## AIM OF THE EXERCISE
Work through the data below and state how many lines contain "leaf", giving that number alone.

## SOURCE DATA

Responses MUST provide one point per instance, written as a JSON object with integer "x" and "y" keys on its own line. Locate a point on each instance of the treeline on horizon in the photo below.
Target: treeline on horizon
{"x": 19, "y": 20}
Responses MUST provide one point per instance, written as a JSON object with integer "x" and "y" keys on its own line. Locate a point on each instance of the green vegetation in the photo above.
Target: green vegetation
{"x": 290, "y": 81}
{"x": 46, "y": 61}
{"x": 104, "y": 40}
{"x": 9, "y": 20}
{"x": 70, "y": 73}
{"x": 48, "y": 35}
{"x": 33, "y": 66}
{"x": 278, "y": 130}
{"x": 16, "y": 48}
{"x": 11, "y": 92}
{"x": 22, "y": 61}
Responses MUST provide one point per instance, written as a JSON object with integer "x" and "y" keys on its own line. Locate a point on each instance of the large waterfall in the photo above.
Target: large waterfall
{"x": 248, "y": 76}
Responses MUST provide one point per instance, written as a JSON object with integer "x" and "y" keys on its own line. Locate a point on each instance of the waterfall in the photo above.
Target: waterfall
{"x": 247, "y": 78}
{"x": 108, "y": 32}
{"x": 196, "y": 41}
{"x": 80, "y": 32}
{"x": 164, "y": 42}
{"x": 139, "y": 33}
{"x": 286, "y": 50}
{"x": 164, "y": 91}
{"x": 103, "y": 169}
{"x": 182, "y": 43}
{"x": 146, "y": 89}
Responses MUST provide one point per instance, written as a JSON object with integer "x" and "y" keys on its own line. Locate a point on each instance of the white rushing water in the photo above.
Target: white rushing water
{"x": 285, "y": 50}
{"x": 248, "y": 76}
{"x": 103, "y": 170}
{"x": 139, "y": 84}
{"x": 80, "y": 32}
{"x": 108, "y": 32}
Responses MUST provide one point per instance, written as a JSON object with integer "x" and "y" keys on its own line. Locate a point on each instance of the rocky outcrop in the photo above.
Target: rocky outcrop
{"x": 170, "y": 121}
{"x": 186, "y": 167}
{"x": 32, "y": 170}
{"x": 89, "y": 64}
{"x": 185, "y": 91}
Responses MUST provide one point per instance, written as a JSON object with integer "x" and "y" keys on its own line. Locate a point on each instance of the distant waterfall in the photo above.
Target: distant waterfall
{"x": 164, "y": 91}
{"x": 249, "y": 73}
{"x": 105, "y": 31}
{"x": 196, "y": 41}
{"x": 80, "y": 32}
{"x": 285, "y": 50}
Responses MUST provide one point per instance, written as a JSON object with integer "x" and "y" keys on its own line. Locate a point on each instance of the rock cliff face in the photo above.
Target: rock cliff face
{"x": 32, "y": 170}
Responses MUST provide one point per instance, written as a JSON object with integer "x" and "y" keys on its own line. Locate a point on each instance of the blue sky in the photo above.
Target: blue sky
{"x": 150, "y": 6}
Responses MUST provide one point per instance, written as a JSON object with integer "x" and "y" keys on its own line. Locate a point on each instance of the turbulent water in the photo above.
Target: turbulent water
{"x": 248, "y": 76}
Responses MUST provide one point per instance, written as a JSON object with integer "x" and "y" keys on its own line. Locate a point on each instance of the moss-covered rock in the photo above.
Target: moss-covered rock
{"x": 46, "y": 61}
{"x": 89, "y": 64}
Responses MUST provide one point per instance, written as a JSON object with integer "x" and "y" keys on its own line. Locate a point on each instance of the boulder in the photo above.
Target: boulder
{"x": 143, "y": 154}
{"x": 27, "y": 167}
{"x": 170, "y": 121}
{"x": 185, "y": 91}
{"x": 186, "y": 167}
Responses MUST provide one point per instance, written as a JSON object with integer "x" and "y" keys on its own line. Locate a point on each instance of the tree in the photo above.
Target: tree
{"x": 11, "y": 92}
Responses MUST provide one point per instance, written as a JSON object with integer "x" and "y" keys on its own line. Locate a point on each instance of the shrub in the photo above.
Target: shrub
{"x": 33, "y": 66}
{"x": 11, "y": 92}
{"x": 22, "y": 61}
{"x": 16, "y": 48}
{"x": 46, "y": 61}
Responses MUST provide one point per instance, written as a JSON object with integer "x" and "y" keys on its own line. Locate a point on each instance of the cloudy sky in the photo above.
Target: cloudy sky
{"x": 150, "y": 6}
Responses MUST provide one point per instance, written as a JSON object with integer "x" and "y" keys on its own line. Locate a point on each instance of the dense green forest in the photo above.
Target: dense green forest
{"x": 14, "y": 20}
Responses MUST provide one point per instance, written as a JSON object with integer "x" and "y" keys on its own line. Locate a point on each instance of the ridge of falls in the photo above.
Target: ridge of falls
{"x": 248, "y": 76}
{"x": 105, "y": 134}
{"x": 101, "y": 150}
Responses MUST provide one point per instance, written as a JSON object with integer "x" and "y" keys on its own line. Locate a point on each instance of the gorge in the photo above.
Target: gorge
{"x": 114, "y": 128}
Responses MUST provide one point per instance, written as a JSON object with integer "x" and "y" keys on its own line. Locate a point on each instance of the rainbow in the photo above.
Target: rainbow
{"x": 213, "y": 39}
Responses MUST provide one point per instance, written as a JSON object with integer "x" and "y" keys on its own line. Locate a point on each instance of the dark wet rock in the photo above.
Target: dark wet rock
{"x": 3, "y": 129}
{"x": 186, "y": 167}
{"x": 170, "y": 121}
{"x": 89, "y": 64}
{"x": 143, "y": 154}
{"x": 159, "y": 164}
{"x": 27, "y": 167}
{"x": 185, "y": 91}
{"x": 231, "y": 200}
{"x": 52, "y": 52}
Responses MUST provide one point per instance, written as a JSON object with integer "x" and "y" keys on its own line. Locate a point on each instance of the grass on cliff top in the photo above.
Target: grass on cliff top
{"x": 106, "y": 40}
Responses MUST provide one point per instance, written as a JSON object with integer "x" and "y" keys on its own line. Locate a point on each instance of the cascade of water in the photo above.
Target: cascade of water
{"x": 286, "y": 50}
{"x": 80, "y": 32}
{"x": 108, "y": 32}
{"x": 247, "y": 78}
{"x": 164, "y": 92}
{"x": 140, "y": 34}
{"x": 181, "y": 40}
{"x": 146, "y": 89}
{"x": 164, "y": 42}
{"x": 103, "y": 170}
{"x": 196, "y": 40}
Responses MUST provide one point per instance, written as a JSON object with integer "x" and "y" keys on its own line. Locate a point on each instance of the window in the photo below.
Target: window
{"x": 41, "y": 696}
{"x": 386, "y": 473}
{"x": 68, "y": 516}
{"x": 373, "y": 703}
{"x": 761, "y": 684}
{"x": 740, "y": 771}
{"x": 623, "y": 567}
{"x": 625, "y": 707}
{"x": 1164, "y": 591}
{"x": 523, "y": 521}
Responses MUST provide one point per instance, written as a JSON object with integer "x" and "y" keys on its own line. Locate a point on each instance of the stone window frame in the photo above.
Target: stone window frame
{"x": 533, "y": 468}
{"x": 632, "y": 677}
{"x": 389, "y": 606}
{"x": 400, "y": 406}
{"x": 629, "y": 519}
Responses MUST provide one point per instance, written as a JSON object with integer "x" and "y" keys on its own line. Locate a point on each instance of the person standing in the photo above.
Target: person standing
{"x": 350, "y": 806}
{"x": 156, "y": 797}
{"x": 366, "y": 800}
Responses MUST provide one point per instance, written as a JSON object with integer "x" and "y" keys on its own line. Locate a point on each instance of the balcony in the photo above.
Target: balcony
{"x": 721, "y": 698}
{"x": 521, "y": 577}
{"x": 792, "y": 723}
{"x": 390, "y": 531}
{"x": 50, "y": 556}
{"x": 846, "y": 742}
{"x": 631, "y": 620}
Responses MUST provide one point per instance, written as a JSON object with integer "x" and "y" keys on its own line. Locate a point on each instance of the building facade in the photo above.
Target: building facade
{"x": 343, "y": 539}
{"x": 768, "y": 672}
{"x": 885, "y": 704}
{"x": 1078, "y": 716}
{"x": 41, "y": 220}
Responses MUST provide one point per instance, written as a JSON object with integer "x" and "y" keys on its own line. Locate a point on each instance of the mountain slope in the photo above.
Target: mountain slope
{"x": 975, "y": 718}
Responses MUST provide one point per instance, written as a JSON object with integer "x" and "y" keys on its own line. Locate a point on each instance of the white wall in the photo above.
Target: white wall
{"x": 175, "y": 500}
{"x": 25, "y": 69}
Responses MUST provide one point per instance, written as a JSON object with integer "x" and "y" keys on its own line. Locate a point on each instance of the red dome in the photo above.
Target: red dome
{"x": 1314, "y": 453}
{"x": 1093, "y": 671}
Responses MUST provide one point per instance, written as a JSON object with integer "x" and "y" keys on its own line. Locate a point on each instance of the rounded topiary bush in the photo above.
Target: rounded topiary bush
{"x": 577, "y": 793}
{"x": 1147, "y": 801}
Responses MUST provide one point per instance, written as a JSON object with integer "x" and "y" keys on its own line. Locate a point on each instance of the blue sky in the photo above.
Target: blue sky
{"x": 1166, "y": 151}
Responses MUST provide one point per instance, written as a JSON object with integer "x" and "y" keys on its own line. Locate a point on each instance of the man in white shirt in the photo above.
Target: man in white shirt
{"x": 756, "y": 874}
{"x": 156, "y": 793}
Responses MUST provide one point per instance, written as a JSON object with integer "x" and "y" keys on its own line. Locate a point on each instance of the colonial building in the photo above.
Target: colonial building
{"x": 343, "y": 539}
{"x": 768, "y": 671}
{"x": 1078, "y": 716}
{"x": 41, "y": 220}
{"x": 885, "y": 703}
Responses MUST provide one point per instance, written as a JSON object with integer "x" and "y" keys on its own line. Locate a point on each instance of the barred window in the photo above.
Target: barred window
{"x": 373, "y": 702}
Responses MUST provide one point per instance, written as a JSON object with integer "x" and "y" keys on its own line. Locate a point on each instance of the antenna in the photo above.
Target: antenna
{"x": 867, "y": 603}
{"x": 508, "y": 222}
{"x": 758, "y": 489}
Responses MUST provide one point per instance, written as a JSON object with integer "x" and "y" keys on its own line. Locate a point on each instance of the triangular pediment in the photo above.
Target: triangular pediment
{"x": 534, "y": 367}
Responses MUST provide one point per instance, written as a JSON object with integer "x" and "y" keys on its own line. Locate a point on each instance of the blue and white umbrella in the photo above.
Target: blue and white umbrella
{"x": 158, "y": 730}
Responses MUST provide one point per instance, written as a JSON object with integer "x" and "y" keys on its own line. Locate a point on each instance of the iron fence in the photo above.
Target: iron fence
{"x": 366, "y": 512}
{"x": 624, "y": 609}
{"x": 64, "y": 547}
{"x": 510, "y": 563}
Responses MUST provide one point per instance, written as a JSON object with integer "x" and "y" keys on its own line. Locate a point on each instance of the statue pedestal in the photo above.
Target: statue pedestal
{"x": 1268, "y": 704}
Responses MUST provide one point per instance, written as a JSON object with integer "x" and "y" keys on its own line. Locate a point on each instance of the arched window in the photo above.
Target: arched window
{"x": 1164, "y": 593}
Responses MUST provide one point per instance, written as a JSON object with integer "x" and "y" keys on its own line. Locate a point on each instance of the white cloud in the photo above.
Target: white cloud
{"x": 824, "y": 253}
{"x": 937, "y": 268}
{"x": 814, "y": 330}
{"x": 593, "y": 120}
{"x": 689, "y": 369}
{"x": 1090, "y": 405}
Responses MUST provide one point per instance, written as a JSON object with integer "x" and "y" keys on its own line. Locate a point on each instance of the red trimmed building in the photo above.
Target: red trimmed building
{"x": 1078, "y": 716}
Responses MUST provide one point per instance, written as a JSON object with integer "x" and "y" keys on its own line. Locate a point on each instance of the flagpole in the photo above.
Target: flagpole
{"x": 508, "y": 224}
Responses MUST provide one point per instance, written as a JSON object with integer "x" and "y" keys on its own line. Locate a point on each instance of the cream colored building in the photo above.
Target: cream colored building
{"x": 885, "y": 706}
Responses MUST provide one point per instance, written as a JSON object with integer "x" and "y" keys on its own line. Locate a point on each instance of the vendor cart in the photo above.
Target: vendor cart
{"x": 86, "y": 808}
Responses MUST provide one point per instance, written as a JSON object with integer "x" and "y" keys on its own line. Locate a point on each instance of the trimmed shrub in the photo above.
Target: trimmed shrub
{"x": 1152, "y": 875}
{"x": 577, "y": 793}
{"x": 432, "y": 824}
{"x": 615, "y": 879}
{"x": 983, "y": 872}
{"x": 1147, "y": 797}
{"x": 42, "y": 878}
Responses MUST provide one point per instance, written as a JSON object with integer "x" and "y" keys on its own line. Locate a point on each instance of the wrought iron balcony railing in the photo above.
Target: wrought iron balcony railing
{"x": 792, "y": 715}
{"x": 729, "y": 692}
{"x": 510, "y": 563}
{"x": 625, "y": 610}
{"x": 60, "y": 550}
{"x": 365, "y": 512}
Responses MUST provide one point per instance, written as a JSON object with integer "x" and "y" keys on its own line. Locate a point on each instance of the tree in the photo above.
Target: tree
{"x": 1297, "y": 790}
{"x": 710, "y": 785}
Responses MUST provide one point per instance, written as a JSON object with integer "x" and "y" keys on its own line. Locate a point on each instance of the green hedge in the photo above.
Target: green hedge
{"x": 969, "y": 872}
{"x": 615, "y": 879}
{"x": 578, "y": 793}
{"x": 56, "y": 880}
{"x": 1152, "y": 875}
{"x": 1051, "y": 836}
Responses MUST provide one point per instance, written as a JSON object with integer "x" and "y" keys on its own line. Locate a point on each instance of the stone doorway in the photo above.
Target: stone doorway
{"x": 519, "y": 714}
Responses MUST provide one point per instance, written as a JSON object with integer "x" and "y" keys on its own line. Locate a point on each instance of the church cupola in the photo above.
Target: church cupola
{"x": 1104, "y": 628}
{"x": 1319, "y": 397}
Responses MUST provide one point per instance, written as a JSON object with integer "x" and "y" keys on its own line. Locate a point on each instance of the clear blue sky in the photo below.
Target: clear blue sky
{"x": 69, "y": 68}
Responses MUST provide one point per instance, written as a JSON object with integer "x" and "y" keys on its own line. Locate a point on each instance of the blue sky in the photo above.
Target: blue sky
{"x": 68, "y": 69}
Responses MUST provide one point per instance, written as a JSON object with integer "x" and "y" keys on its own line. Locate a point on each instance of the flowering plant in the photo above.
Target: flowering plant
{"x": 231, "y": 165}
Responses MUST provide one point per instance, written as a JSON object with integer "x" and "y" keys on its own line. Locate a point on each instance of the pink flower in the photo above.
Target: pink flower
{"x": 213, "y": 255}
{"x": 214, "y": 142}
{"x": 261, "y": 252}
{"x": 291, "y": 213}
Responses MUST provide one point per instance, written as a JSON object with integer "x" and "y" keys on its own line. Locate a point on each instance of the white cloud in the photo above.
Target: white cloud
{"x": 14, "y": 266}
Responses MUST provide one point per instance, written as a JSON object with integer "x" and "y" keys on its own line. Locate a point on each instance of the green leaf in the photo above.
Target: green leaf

## ANSWER TO THIS TASK
2